Pick out each line in the records below that contains the word "bowl" and copy it.

[begin MATERIAL SUPPLIED]

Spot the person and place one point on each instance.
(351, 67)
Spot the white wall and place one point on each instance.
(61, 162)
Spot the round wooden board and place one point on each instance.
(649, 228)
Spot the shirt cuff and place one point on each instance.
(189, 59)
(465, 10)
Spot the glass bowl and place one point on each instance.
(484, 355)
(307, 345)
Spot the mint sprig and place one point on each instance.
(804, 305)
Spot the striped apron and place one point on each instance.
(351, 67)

[end MATERIAL SUPPLIED]
[begin MATERIAL SUPPLIED]

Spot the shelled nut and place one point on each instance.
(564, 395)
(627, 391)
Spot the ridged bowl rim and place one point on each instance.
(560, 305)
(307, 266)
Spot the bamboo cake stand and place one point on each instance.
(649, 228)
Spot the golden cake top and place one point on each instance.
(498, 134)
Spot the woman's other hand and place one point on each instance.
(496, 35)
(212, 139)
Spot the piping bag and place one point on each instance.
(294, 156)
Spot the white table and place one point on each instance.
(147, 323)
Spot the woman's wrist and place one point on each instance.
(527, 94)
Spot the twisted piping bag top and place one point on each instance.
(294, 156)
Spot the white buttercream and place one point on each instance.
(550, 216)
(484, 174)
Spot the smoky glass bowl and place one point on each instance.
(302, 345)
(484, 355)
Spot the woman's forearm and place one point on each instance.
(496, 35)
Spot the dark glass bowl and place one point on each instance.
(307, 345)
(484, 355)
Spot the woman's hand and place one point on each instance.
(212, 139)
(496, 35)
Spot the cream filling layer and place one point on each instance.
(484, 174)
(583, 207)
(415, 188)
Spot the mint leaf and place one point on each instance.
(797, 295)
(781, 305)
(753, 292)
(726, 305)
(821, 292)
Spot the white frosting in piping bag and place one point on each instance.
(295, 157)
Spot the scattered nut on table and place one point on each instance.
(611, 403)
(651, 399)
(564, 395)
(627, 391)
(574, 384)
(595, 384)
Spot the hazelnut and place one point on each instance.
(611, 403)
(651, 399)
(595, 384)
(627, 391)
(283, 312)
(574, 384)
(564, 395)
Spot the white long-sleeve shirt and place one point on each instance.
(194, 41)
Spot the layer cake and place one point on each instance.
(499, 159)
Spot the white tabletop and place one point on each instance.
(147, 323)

[end MATERIAL SUPPLIED]

** SOLUTION **
Spot the glass bowl and place one point on each instance.
Spot the ridged bowl rim and place one point on each instance.
Spot the smoky glass bowl and place one point on each instance.
Spot the dark glass bowl and place one point on each instance.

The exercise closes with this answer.